--- START OF Page text ---
Most family court professionals will recognize this procedure as the path to take in nearly all cases. A recent case from Ottawa County, however, resulted in a 13-page published [and thus binding] appellate opinion that resulted in awarding Father full custody of an infant when he challenged Mother's adoption petition. In Johnson v Byron, Father successfully utilized the "she was giving-up the baby anyway" argument, a commonly un-persuasive assertion, but one that prevailed in both the Ottawa Family Court and the Michigan Court of Appeals, presumably due to the unusually dysfunctional parental dynamics [i.e. a concealed pregnancy, expedited adoption, heroin, marijuana, pills, booze, the works].
The new law calls for the child to be returned to the Mother upon Father's filing of a timely challenge to the adoption proceedings. In such cases, the temporary adoption placement is terminated and Mother's petition is dismissed; custody of the child is then determined by the county family court, with Father's parental rights intact.
--- END OF Page text ---
--- START OF Dataset ---
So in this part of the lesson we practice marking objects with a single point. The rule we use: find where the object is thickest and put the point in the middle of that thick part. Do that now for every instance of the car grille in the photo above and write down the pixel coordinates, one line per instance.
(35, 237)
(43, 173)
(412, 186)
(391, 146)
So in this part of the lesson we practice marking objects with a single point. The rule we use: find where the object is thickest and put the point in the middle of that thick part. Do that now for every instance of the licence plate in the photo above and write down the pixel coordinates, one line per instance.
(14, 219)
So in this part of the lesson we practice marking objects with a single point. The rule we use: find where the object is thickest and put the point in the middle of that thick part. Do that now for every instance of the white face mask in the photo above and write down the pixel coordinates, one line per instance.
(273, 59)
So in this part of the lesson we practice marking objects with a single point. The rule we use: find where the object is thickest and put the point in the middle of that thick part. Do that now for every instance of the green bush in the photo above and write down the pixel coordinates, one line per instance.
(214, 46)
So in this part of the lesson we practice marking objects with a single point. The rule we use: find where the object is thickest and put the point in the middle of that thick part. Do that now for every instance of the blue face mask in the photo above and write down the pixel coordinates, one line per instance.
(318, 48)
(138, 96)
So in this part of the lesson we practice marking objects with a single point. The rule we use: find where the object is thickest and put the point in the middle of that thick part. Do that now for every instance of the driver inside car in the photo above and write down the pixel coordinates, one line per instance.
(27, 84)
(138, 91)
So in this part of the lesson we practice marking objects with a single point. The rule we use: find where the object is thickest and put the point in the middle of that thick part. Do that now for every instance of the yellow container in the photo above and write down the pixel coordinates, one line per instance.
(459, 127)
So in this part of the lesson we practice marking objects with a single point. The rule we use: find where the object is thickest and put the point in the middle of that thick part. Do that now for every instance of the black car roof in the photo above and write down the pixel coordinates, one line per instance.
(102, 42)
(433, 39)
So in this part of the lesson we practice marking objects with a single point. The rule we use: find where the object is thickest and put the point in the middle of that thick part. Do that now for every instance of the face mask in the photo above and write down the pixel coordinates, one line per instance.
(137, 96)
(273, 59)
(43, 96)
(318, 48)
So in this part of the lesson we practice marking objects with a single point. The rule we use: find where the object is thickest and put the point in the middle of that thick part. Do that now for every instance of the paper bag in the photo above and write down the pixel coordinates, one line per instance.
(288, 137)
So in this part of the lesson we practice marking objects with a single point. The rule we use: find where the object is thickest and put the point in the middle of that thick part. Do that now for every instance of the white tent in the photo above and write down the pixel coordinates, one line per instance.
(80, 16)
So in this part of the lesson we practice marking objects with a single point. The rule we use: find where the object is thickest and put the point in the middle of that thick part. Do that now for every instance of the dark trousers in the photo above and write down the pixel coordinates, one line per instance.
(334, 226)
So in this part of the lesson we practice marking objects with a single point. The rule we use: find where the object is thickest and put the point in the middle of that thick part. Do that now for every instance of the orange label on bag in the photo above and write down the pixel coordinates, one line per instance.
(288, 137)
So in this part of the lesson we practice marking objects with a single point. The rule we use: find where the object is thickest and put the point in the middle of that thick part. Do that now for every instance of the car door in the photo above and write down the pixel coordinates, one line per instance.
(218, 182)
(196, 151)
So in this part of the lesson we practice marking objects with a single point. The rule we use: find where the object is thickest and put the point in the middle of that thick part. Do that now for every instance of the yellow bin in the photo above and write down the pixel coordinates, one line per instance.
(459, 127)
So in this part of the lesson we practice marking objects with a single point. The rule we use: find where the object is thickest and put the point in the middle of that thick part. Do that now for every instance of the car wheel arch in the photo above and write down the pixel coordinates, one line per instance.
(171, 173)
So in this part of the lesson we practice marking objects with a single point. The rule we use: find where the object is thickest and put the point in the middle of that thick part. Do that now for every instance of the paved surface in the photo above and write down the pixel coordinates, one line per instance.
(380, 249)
--- END OF Dataset ---
» **What to do**:
1. List the substances named in the bracketed description of parental dynamics in the custody passage.
2. According to the custody passage, which appellate court ruled for Father in Johnson v Byron?
3. Carry on the custody passage from its last sentence.
The entries have nothing to do with the custody passage.

» **Outputs**:
1. heroin, marijuana, pills, booze

2. The Michigan Court of Appeals.

3.
The local Friend of the Court then gets involved in the custody determination through the application of the Child Custody Act, rather than through a "best interest" hearing under the now-revised adoption law.
Members of the Republican caucus in the Michigan House were apparently sufficiently moved by outcomes in Byron and cases like it to reach out to the Adoption Committee of the State Bar of Michigan's Family Law Section; the Committee authored HB 4648.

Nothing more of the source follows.